YOUR ASSIGNMENT: Print the lines in the listing below that fall between the line with "Return one point per instance of the red" and the line with "Target: pale yellow", those two lines included, exactly as they stand and with nothing else.

RAW DATA:
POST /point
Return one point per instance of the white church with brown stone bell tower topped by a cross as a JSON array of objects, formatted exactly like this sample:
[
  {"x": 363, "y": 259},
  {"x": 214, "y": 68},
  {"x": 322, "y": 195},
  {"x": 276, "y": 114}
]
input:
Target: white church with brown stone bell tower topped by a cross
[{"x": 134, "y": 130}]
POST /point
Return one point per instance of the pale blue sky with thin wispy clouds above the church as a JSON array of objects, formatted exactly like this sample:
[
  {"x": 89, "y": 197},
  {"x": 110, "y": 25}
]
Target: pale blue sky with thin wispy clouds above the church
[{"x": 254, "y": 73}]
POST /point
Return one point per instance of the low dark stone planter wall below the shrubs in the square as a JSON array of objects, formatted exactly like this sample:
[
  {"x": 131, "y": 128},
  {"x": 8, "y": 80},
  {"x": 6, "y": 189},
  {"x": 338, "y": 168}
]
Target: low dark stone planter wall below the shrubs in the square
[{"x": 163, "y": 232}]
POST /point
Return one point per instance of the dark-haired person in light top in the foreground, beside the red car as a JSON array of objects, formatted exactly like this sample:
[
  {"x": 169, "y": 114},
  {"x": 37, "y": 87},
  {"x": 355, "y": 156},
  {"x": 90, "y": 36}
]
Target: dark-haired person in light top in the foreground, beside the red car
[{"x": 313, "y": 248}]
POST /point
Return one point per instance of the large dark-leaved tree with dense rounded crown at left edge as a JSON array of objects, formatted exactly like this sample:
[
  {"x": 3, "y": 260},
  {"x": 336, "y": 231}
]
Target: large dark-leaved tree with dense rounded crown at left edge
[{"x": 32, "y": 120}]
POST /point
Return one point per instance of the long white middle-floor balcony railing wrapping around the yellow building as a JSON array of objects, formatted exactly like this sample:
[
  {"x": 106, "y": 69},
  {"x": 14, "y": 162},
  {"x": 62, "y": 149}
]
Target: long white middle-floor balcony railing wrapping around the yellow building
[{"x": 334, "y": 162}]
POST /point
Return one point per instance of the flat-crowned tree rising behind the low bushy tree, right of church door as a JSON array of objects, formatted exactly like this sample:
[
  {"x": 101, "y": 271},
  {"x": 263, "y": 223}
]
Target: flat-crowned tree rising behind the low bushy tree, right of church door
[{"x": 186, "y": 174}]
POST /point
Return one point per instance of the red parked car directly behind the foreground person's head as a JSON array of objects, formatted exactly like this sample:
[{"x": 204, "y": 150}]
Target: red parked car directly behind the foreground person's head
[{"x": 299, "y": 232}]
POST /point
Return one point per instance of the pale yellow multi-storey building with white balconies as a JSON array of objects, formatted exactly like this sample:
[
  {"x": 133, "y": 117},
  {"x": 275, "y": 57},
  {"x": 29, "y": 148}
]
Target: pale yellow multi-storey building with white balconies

==

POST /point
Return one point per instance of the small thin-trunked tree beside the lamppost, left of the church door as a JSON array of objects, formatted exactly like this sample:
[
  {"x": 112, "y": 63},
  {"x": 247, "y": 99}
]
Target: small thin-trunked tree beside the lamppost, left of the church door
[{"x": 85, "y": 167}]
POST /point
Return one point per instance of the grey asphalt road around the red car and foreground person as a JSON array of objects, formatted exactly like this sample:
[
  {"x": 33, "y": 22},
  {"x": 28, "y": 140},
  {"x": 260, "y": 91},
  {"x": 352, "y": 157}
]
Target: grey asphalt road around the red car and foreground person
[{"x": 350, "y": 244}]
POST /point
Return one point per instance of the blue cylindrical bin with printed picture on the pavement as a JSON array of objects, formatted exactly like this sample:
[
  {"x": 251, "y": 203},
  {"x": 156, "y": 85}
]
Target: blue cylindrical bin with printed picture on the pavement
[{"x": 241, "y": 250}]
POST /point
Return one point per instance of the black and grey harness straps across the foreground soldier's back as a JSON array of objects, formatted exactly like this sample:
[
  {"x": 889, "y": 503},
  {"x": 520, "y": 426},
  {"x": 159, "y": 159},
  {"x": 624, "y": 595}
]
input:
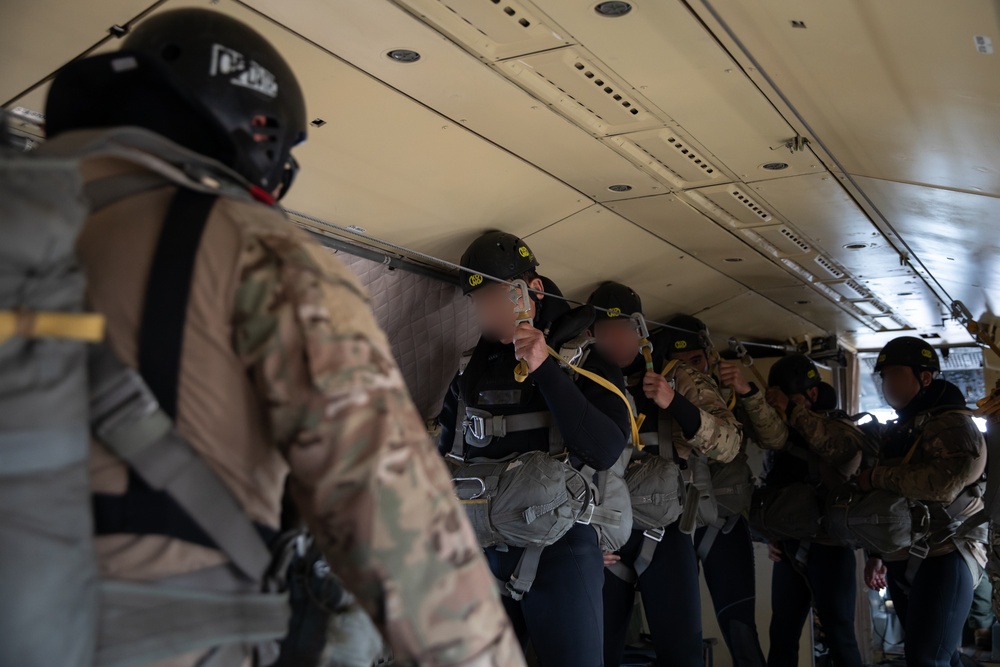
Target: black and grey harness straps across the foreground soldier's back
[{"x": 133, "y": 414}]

FINAL ANSWER:
Return one point per instance of the red parked car directly behind the foreground person's head as a JSON array of objects, formatted exactly like this sample:
[{"x": 204, "y": 150}]
Target: red parked car directly behind the foreground person's head
[{"x": 299, "y": 232}]
POST /point
Return one point per instance of the pale yellow multi-storey building with white balconies as a JSON array of objects, formatted exactly like this sample:
[
  {"x": 133, "y": 117},
  {"x": 275, "y": 57},
  {"x": 29, "y": 148}
]
Target: pale yellow multi-storey building with white balconies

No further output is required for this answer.